**Source extract:**
To gain some understanding of what this might mean, we turn first to the Buddhist
conception of the power of language. Imagine, for a moment, the world in which
these attitudes toward language originated-a world without mass media, or even
mass literacy. Today it is difficult to conceive of this. Suppose President Clinton
were to give a speech tomorrow, asking that economic sanctions be leveled against
India and Pakistan until they resolve their differences peacefully. Radio crews
would be sent to the press conference and would broadcast the speech around the
world, immediately sending it directly into the homes of millions of people. The
next morning every newspaper worth its salt would carry an article about the story,
with at least one quotation and loads of commentary. These articles would be mass
produced by impersonal machines and printed on the cheapest, flimsiest paper modern
man has yet to devise: newsprint. They would be translated in other languages,
oftentimes badly. And as if the sheer mindless number of times they were reproduced
and the callous indifference with which they were copied weren't enough to devalue
those words, most of us would tune in to our televisions to see the speech rebroadcast
on the evening news. We thereby ignore the words as much as humanly possible,
supplanting them in large part with visual images; Clinton surrounded by the opulence
of the Oval Office, giving the American public his best "firm yet compassionate"
gaze.
Buddhism, on the other hand, developed 2500 years ago; there wasn't much available
by way of technological marvels. Even now, Tibet's literacy rate is estimated
to be only 27% (thanks in large part to the Chinese occupation) (tibet.com). This
is not to say that Tibetans are or were primitive believing in the independent
lives of words. They do, however, treat words with a greater deal of respect than
Westerners. In Tibet, every letter of the alphabet is considered a sacred symbol;
even when they are serving a secular purpose, it is remembered that these letters
come from hallowed origins. In the case of religious texts, this respect assumes
even greater dimensions. Religious texts may never be willfully destroyed; if
keeping them has proved an undue burden, they are placed in a cave and left to
their own natural decomposition (Govinda 19-20).
Thus the language they use when discussing their language is understandably dramatic.
Allow me to share a few choice examples:
The birth of language was the birth of humanity. (Govinda 18)
The essential nature of words is therefore never exhausted by their present meaning,
nor is their importance confined to their usefulness as transmitters of thoughts
and ideas. (Govinda 17)
And my own personal favorite, which has bearing on the second part of this paper,
as it establishes the importance of the syllable Om:
The essence of all beings is earth
The essence of earth is water
The essence of water are the plants
The essence of the plants is man
The essence of man is speech
The essence of speech is the Rgveda (sacred knowledge-the Veda-in the form of
poetry)
The essence of the Rgveda is the Samaveda (music)
The essence of the Samaveda is the Udgita (which is Om)
That Udgita is the best of all essences, the highest, deserving the highest place.
(the Chanogya Upanishad in Govinda 21)

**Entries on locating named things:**
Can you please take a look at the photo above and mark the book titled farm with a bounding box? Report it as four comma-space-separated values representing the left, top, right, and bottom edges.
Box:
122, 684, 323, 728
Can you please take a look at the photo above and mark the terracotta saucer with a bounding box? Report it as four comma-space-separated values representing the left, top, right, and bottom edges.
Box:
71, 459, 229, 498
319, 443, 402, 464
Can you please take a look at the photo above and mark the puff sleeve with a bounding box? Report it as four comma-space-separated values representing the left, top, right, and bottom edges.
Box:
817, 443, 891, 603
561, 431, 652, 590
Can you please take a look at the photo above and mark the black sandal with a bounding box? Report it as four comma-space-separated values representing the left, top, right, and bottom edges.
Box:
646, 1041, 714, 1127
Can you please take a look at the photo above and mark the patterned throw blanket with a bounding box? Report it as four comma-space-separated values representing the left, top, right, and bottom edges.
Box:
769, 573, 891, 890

**Challenges:**
**A)** Rewrite the entries from the line with "mark the black" through the end of the entries, putting "image" wherever "photo" appears and keeping everything else the same.
**B)** Carry on the essay about the Buddhist view of language from its last line.

**Answers to the exercise:**
**A)**
Can you please take a look at the image above and mark the black sandal with a bounding box? Report it as four comma-space-separated values representing the left, top, right, and bottom edges.
Box:
646, 1041, 714, 1127
Can you please take a look at the image above and mark the patterned throw blanket with a bounding box? Report it as four comma-space-separated values representing the left, top, right, and bottom edges.
Box:
769, 573, 891, 890

**B)**
Quotations such as the above help to provide some idea of just how seriously the
Buddhists take their language. Understanding this concept is necessary to any
meaningful study of mantra, for the Tibetans ascribe to these formulae-which at
their root are only language, and sometimes even just the sounds of language-truly
miraculous powers.
Origins of Mantric Power
How did this come to be? To the Tibetan Buddhist, for whom mantra is very much
an established tradition, language is in and of itself a tool for the manipulation
of the world. They see the name for something not as a word which corresponds
to the real thing, but rather as the real thing transformed into the vibrations
of the human voice. It devolved into the common, profane entity we know today
only because of its perpetual use by those who are unmindful of its true powers.
There are some words and sounds, however, that escaped this because they simply
could not serve such mundane uses as "cat" and "lift" do.
These are the seed syllables of mantra (the set of syllables that are found, in
various combinations, in a number of different mantras): those words and sounds
whose meaning is more profound and elusive than "cheese" or any other
comparable word. Anagarika Brahmacari Govinda summarizes the situation, more eloquently
than I could hope to, in the following passage: "The word in the hour of
its birth was a centre of force and reality, and only habit has stereotyped it
into a mere conventional medium of expression. The mantra escaped this fate to
a certain extent, because it had no concrete meaning and could therefore not be
made to subserve utilitarian ends." (Govinda 19)
Mantra, then, is power; not just power in the sense that knowledge is power, but
in that it is has the capacity to directly alter the world around us. The word
mantra comes from the etymological roots for "mind" and "tool,"
because it is supposedly a tool for helping the mind gain enlightenment. Yet,
since its very founding, Buddhism has acknowledged mantras which do not seek to
bring about the enlightenment of those who intone them, but are rather directed
at much more prosaic aims. There are mantras designed to ward off danger, snakes,
ghosts, evil influences, and various kinds of illness. There are also mantras
for generating good health, peace, happiness, and even wealth (Govinda 32).
This makes mantra begin to sound less what a Western mind would call religion
and more like shamanistic magic. Tibetan Buddhists, however, take personal offense
to this claim. They vehemently insist that siddhi (those proficient in mantras)
are not sorcerers. Accusations of this sort anger them because they pride themselves
on the fact that Buddhism deliberately scrubbed mantra of its resemblance to wizardly
incantations.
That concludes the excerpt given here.